INSTRUCTION
Render the lines of the records below as a JSON list of strings, one string per line and with blank lines left out. Start with the line containing "Rules. Find each instance of the white" and continue through the line containing "point(162, 293)", including both.

EXTRACTED INFORMATION

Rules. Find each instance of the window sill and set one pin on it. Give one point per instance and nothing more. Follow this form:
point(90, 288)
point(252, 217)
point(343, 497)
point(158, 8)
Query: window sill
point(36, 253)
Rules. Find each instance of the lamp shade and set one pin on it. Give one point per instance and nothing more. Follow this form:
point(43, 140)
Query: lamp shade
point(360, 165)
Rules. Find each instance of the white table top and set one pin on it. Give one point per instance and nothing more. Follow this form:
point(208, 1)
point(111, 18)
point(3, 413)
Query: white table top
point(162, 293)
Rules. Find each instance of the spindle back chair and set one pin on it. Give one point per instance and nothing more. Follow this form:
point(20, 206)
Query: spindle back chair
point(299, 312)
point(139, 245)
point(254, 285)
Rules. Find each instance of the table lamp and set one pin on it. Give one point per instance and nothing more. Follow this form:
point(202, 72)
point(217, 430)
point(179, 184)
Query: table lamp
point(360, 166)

CORRECT RESPONSE
[
  "Rules. Find each instance of the white table top and set one pin on it. Give one point per instance and nothing more. Follow this form:",
  "point(208, 1)",
  "point(111, 18)",
  "point(3, 413)",
  "Query: white table top",
  "point(162, 293)"
]